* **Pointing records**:
--

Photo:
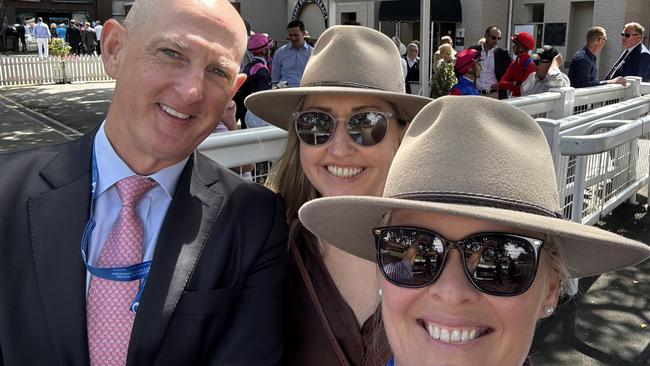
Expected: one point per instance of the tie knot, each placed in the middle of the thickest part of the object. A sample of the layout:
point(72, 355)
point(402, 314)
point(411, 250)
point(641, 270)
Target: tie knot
point(131, 189)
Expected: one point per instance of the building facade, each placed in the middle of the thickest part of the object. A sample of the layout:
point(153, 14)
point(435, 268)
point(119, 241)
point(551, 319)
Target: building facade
point(560, 23)
point(58, 11)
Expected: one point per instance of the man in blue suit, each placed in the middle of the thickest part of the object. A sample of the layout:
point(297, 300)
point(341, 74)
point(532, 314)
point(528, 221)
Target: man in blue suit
point(635, 59)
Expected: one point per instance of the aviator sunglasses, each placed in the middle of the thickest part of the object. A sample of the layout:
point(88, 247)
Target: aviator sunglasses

--

* **CHALLENGE**: Render the lines above as a numbered list, omitting any blank lines and leaving the pictures out.

* **COMPLETE ANSWER**:
1. Photo:
2. Expected: one point per instance of the tie knot, each placed in the middle of the thickest part of the object. A sample of the layout:
3. point(72, 355)
4. point(402, 314)
5. point(411, 250)
6. point(641, 270)
7. Target: tie knot
8. point(131, 189)
9. Expected: one point per instance of the building facade, each placed in the middle of the thickest part of the object. A sample of the layout:
10. point(153, 14)
11. point(435, 268)
12. point(119, 241)
13. point(551, 319)
14. Target: building facade
15. point(560, 23)
16. point(58, 11)
17. Expected: one point per instance of the man in blue suit, each placed in the middle of the thickest part of the object. A sample of the layout:
18. point(297, 300)
19. point(341, 74)
20. point(532, 314)
21. point(528, 221)
22. Target: man in blue suit
23. point(635, 59)
24. Expected: one point per instance of the aviator sunglasses, each placed in the middle of the thickest part of the object. A sample of the layout:
25. point(88, 247)
26. Target: aviator sunglasses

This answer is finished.